## ABOUT THIS EXERCISE:
Restate every line of the data word for word, except for the images.

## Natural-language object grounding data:
***

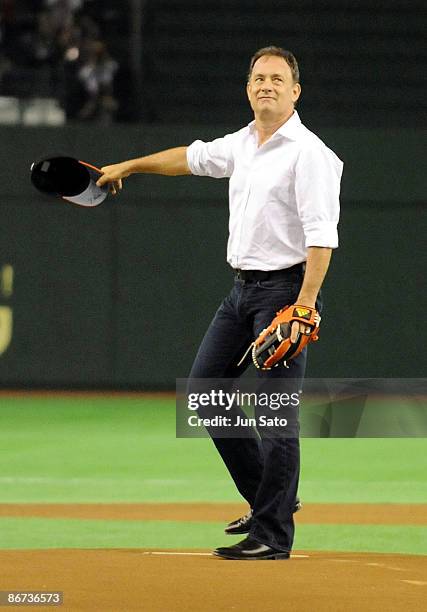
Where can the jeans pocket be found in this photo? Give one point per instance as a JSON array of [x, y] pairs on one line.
[[290, 287]]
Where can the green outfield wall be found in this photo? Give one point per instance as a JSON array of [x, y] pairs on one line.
[[119, 296]]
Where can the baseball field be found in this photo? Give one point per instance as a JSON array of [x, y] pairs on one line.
[[101, 501]]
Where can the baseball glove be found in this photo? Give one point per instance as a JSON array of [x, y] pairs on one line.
[[274, 344]]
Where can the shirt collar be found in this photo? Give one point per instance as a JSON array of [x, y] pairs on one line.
[[290, 129]]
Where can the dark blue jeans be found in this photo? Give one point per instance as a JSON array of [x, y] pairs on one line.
[[264, 469]]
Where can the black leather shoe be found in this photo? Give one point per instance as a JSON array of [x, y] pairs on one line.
[[249, 549], [243, 524]]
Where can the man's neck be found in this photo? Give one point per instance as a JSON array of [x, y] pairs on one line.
[[266, 126]]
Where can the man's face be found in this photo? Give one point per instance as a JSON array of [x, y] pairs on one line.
[[271, 90]]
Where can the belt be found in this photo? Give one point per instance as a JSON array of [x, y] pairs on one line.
[[256, 275]]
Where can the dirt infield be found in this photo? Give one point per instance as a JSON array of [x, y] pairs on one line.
[[123, 580], [174, 581], [326, 514]]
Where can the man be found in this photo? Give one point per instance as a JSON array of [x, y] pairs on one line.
[[284, 208]]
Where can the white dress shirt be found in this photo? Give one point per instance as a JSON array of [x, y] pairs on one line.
[[284, 195]]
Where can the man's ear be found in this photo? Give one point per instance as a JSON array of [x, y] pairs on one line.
[[296, 92]]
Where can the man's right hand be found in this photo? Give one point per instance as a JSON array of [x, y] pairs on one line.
[[113, 175]]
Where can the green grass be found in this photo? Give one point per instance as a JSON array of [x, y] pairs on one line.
[[125, 450], [121, 449], [36, 533]]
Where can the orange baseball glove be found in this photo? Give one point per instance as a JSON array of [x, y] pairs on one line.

***

## RESPONSE FOR THIS EXERCISE:
Where can the jeans pocket be found in this photo? Give one point per instance as a JSON array of [x, y] pairs on one line.
[[290, 287]]
Where can the green outfield wall be found in this photo? Give one point per instance as a JSON array of [x, y] pairs on one line.
[[119, 296]]
Where can the baseball field be found in this photo? Give one point per instance as a JSON array of [x, y] pairs on one line.
[[101, 501]]
Where can the baseball glove be found in this photo? Give one point per instance as a JSON array of [x, y] pairs on one line.
[[274, 344]]
Where can the shirt collar be found in this photo? Give one point per instance as a JSON array of [x, y] pairs on one line.
[[290, 129]]
Where can the dark blue jeans be found in this photo? Give one point per instance as a JSON array of [x, y] pairs on one line.
[[264, 469]]
Where can the black leather shoe be found in this photo? Give one point per instance as a JSON array of [x, y] pairs on one line.
[[249, 549], [243, 524]]
Where can the man's neck be found in this photo? Give one point per instance as a JSON array of [x, y] pairs on one line.
[[266, 126]]
Where can the man's face be found in this photo? Give one point per instance as a JSON array of [x, y] pairs on one line.
[[271, 90]]
Where can the belt be found in this photo? Give one point per instance as a JSON array of [x, y] pairs on one line.
[[256, 275]]
Where can the dirt infield be found in this photo? Give one point per instance as a JSON array of [x, y] pairs on one line.
[[123, 580], [174, 581], [326, 514]]
Where can the man be found in this photo? Give one point per instance as a JSON array of [x, y] pairs on one line.
[[284, 208]]
Where can the white dress shirt be found in this photo? Give one point per instance as a JSON array of [x, y] pairs on one line.
[[284, 195]]
Where can the man's ear be found in this photo? Give one point per instance as a JSON array of [x, y] pairs on one line.
[[296, 92]]
Where can the man's right hand be found in this photo? Give one point per instance as a JSON array of [x, y] pairs on one line.
[[113, 175]]
Where can the green grass be found in this photo? Give one point per instance as a JSON array of [x, y] pairs on one line.
[[125, 450], [121, 449], [36, 533]]
Where can the orange baseball glove be found in this photo? Give one point per instance as a JSON array of [x, y] pairs on one line.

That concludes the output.